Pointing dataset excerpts
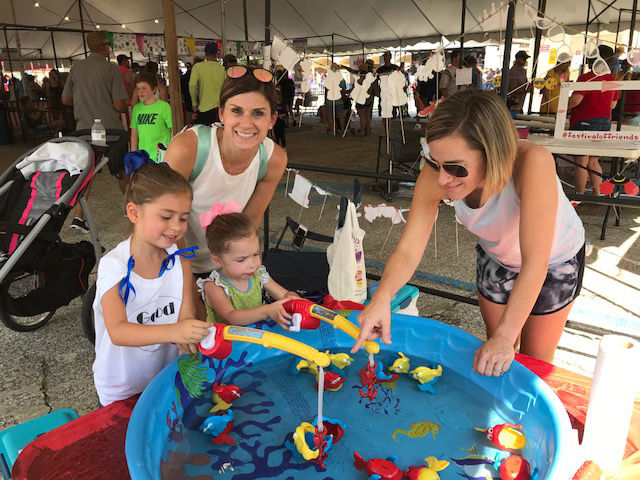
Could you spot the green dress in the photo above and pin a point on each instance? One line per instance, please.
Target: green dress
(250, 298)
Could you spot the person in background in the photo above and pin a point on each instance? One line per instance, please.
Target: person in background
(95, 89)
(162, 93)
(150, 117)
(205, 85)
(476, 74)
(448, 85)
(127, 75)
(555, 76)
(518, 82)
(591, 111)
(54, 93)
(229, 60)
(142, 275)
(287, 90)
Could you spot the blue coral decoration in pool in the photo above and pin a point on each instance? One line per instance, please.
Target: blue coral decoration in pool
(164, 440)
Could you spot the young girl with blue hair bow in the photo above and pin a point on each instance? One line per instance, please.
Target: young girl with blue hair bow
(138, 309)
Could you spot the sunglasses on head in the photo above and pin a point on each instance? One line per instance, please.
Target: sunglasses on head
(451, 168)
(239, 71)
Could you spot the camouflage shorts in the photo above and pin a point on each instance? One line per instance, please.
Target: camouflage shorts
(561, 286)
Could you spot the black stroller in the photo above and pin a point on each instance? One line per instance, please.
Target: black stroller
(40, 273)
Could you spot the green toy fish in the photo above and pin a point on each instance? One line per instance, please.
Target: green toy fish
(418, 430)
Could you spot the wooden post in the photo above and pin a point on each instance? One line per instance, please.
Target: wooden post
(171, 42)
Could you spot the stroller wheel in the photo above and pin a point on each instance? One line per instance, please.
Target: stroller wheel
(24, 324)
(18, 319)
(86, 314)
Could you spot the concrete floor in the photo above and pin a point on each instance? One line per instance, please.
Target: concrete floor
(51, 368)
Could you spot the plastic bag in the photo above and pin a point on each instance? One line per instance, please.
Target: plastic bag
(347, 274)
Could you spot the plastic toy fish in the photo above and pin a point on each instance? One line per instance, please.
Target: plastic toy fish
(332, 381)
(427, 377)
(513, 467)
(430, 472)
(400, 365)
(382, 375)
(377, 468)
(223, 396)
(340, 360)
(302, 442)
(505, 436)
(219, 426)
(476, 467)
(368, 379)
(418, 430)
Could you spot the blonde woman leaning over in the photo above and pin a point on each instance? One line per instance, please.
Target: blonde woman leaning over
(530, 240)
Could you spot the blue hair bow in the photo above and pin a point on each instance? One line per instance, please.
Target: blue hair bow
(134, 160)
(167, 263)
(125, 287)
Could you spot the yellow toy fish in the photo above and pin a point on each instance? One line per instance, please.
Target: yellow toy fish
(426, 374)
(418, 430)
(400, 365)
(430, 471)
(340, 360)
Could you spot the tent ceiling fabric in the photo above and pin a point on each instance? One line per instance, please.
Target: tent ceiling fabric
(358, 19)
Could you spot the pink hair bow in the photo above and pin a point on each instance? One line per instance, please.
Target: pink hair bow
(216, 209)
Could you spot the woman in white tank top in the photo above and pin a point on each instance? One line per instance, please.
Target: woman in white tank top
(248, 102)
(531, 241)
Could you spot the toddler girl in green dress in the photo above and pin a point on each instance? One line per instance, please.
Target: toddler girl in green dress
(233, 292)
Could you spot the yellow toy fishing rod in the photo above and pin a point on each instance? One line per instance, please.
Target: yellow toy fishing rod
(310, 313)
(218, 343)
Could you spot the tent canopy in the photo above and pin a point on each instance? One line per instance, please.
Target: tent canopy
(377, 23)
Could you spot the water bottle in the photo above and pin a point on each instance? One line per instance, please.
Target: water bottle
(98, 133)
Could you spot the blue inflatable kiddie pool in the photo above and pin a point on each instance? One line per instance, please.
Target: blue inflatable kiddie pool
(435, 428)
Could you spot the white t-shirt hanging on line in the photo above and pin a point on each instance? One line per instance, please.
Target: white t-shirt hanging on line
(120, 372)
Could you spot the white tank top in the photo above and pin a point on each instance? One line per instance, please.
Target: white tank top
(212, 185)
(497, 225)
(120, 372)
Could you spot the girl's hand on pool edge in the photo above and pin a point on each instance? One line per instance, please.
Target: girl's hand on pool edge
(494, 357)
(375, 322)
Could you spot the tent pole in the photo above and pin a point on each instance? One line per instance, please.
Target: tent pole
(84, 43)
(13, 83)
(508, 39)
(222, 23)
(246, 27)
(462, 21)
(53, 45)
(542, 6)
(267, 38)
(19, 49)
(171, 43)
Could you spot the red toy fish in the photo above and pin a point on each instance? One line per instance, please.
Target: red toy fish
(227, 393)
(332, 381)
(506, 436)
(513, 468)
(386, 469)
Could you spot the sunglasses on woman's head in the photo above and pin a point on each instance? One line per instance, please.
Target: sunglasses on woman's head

[WHAT YOU ARE ASKED TO DO] Repeat the data exactly, excluding the pictures.

[THE REPLY]
Could you spot the green dress in the photo above and pin a point on each instance? One line per instance, please.
Target: green dress
(250, 298)
Could you spot the person in background in the photo above and pin a point on each instance? One line per instance, please.
Target: person in background
(95, 89)
(162, 93)
(150, 117)
(205, 85)
(476, 74)
(448, 85)
(127, 75)
(555, 76)
(518, 82)
(591, 111)
(54, 93)
(229, 60)
(142, 275)
(287, 90)
Could you spot the blue coral decoration in pool in the photo above and pin a point on each instance? One line per instance, please.
Target: blue coral decoration in pool
(164, 440)
Could you spot the young girl with blue hair bow in the photo above and pin a point on each instance? One line per instance, please.
Target: young girl with blue hair bow
(138, 309)
Could you spot the sunglasses on head in the photo above and pin a point on each instance? One line per instance, please.
Target: sunglasses on head
(451, 168)
(239, 71)
Could you spot the camouflage shorts in the photo above and pin a point on each instance? One line per instance, please.
Target: camouflage shorts
(561, 286)
Could you spot the black stroller in the photo above and pin a point on each instance? One line per instance, please.
Target: black stroller
(40, 273)
Could you spot the green toy fish in the photo above and pin a point on each instance? One line per instance, please.
Target: green toy fish
(418, 430)
Could you spot the wooden post in the photo above and pin a point on each instance? One line per instance, please.
Target: wooden post
(171, 42)
Could you spot the stroller wheel in the photo above and pin a point on each instance? One line per instance, please.
Target: stroller wheel
(24, 324)
(18, 319)
(86, 314)
Could you spot the concrete floor in the photo above and pin a point on each instance? One line per instance, please.
Target: concrete floor
(51, 368)
Could you spot the plastic bag in the photo above and pin a point on each instance? One line per instance, please.
Target: plastic bag
(347, 274)
Could you spot the plastic toy fish in the photo above and pin a point on each instance? One line per instance, please.
Target: plastic toy fish
(332, 381)
(427, 377)
(513, 467)
(430, 472)
(400, 365)
(382, 375)
(377, 468)
(223, 396)
(340, 360)
(302, 442)
(505, 436)
(219, 426)
(476, 467)
(368, 379)
(418, 430)
Could you spot the blonde woman leaning over in the photo above and pin a point on each instance? One line per instance, please.
Target: blonde woman leaning over
(530, 240)
Could you spot the blue hair bow in the photo above and pin a point on each instance? One line per instance, please.
Target: blue hair bow
(134, 160)
(167, 263)
(125, 287)
Could you spot the yellow toy fish in the photo above and pin a point on each instance? One line per instance, please.
Target: yellow toy fish
(426, 374)
(418, 430)
(400, 365)
(430, 471)
(340, 360)
Could you spot the tent ceiling fabric in the photo above and pin a point on each instance? One line per instance, please.
Target: tent ceiling fabric
(358, 19)
Could you spot the pink hair bow in the photo above and pin a point on each instance? One line per instance, please.
Target: pink hair bow
(216, 209)
Could you spot the woman in white tank top in the photo above and pin a point on each instance? One line per instance, please.
Target: woman in white tank top
(248, 102)
(531, 241)
Could you spot the toddler girl in green dress in the photo above and pin a point on each instance? One line per instance, please.
Target: toddler girl in green dress
(233, 292)
Could you spot the yellow toy fishing rod in the photo above and pin a point on each instance? One line per instance, please.
Target: yellow toy fishing rod
(310, 313)
(218, 343)
Could you spot the tent canopy in the photo above and pin a point on each instance? One line per instance, please.
Target: tent canopy
(377, 23)
Could you spot the water bottle in the photo above and pin a point on each instance? One line per instance, please.
Target: water bottle
(98, 133)
Could you spot the blue inflatable kiddie pool in the photo above and pin a point on each instance? One line per instance, please.
Target: blue inflatable kiddie pool
(435, 428)
Could you spot the white t-shirt hanging on line in the photo above and pin a point on each instance? One line per instance, please.
Target: white t-shirt hanging on line
(120, 372)
Could you spot the white tank top in the photo above and pin a point on each instance? One line per instance, please.
Target: white tank top
(212, 185)
(497, 225)
(120, 372)
Could you spot the girl's hand on pool edge in the photo above and pin a point on each instance? One line per instance, please.
Target: girl's hand on pool edge
(494, 357)
(375, 322)
Could you spot the tent pole in the photo above and pin a point on each instance? One line per instance, please.
Target: tent pole
(84, 43)
(13, 83)
(508, 39)
(222, 23)
(246, 27)
(462, 21)
(53, 45)
(542, 6)
(267, 38)
(19, 49)
(171, 43)
Could you spot the red toy fish in the photo above and pin a point on each instance? One line per instance, please.
Target: red toy fish
(227, 393)
(332, 381)
(506, 436)
(513, 468)
(386, 469)
Could you spot the sunglasses on woman's head in the photo above and pin a point on each instance? One line per instance, please.
Target: sunglasses on woman's head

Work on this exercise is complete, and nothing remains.